» **WORK ITEM**
In the article on Dickens being labeled racist, why has Oliver Twist been accused of using anti-semitic tropes? Answer in one to three sentences.

» **SELECTED TEXT**

Dickens Labeled as Racist

Dickens Labeled as Racist

Few men carry the weight of Christmas fame like Charles Dickens. From the publication of his wildly popular story A Christmas Carol the name of Dickens has been sacred in the world of Christmas. But like many popular figures of the past Charles Dickens is now being called out as racist.

In late June the Dickens House Museum was tagged with graffiti declaring “Dickens racist” by a former politician named Ian Driver.

Campaigning against what he says is “institutionalised racism” amid the Black Lives Matter protests, Driver says he sprayed “Dickens racist” on the wall outside The Dickens House Museum.

“Charles Dickens is celebrated in Broadstairs like a local hero and money maker just because he wrote a few books here. In reality, he was a notorious genocidal racist and should be depicted as such. That’s the real Dickens.” Driver said.

The Dickens Museum is located in the building that inspired the author’s portrayal of Betsey Trotwood’s home in the David Copperfield novel. Dickens also visited the town frequently.

Some of Dickens’s work has attracted controversy over claims that it is racist. These facts have long been known and some biographers in the past have tried to highlight it.

“In modern terminology, Dickens was a ‘racist’ of the most egregious kind, a fact that ought to give pause to those who persist in believing that he was necessarily the epitome of all that was decent and benign in the previous century,” wrote Peter Ackroyd in his 1990 biography of the Victorian author.

Dickens’s novel Oliver Twist has also been accused of using anti-semitic tropes for its portrayal of Fagin who is repeatedly referred to as “the Jew” while there is no mention of other characters’ race or religion.

For Christmas fans, there are no charges of racism yet levied against Dickens in his creation, A Christmas Carol.

» **INFORMATION SHOWN**
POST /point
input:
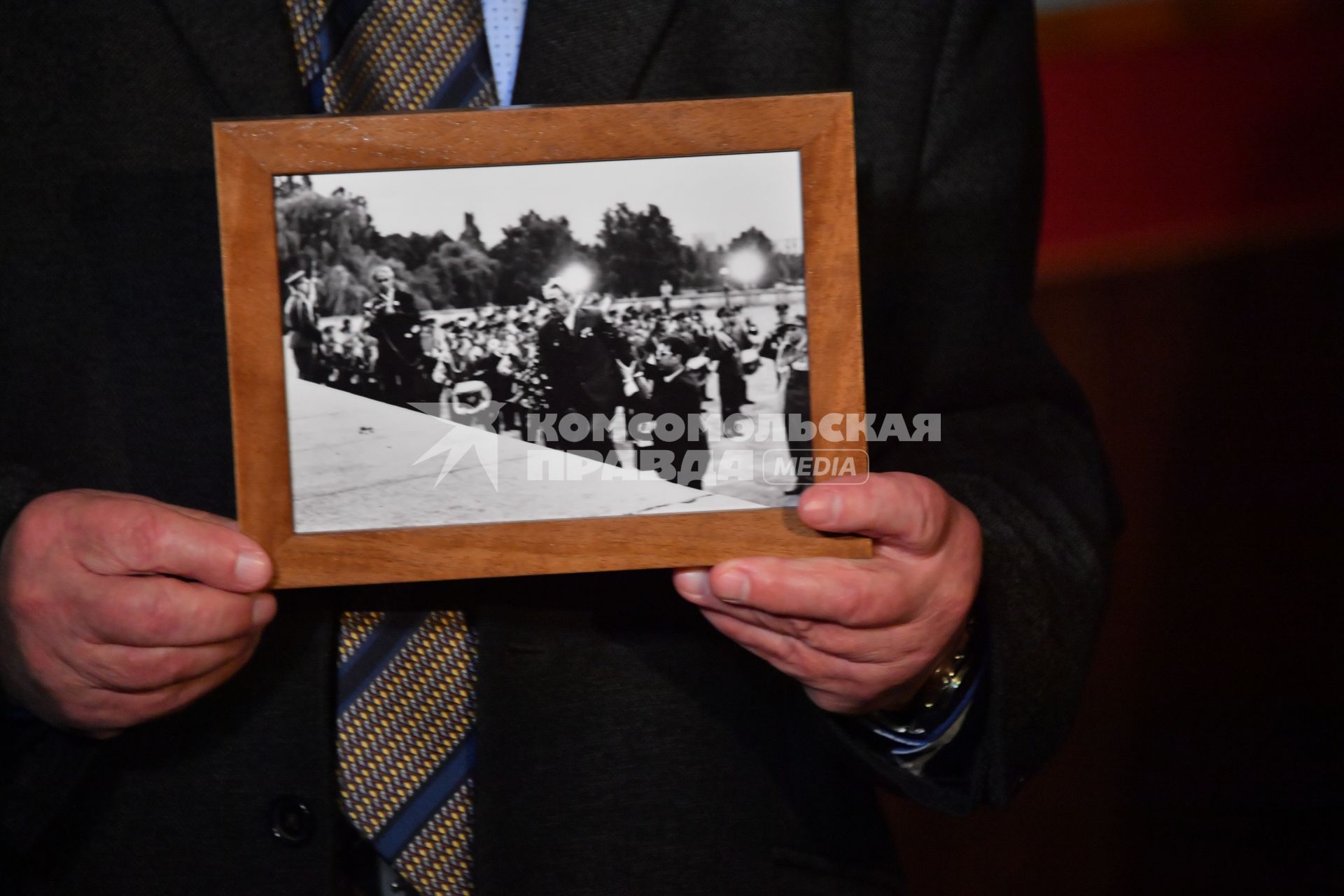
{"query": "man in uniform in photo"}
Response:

--

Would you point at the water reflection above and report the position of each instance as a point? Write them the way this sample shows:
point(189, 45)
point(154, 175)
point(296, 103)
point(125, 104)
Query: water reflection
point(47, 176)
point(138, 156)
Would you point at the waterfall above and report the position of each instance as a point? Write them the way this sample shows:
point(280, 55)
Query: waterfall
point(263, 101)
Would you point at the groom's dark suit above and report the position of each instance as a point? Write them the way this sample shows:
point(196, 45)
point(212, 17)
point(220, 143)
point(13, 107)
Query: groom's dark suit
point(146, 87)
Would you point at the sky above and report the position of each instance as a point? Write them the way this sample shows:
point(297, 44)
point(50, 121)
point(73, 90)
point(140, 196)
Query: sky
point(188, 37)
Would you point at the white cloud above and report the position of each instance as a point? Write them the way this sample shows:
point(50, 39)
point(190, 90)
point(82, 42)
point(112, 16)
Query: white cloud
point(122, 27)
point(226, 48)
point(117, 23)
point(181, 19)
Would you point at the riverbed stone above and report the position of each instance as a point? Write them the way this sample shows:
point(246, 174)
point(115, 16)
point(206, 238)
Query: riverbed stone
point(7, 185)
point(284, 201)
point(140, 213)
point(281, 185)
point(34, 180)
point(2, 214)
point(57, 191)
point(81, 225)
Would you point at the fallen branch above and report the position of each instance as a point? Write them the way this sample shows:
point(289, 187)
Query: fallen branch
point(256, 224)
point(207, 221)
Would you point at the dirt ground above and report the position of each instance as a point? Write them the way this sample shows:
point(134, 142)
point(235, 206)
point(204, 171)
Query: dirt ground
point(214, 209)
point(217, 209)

» **TASK ANSWER**
The accusation stems from the novel's portrayal of Fagin, who is repeatedly referred to as "the Jew." No other character's race or religion is mentioned.